Records drawn from a dataset:
◆ ◆ ◆ ◆

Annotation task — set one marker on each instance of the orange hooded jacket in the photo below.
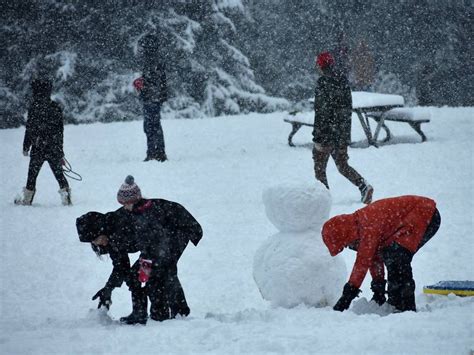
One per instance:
(401, 219)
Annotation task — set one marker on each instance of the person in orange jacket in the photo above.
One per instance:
(386, 232)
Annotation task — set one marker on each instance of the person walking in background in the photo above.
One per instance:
(44, 141)
(388, 231)
(160, 230)
(332, 125)
(341, 55)
(153, 91)
(363, 67)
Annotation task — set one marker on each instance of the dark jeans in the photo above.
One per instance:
(153, 129)
(163, 288)
(36, 162)
(397, 259)
(341, 158)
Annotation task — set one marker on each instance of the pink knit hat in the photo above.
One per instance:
(129, 192)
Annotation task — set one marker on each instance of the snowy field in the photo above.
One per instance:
(218, 169)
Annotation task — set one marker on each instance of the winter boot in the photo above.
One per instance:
(407, 296)
(26, 199)
(161, 157)
(139, 313)
(65, 196)
(366, 192)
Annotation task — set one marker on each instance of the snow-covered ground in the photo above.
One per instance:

◆ ◆ ◆ ◆

◆ EXERCISE
Copy all the lines of data exactly as they appear, dropping any images.

◆ EXERCISE RESPONSE
Annotation task — set one marker on each instance of the orange hooded jacket in the photo below.
One per instance:
(401, 219)
Annotation task — set one marker on each instance of the person in orange jacket in the photo above.
One per instance:
(386, 232)
Annotation task — set one marker on each instance of the person walking in background in the photo above.
One per instance:
(44, 141)
(388, 231)
(160, 230)
(332, 125)
(341, 55)
(153, 91)
(363, 67)
Annotation task — set one marker on each instance of the dark jeans in the photo above.
One per instance:
(153, 129)
(163, 288)
(36, 162)
(397, 259)
(341, 158)
Annotation task — set one marker on each instance of the pink knit hat in the photo above.
One per instance:
(129, 192)
Annotation task — set one marker on each instance of the snowy field in the photo above.
One per instance:
(218, 169)
Annotation task — set one marker on each instance of the winter boot in the photo above.
One per instance:
(407, 296)
(26, 199)
(161, 157)
(139, 313)
(65, 196)
(366, 192)
Annotation task — set one marker on each instance of the snow-covered ground in the photo above.
One per instance:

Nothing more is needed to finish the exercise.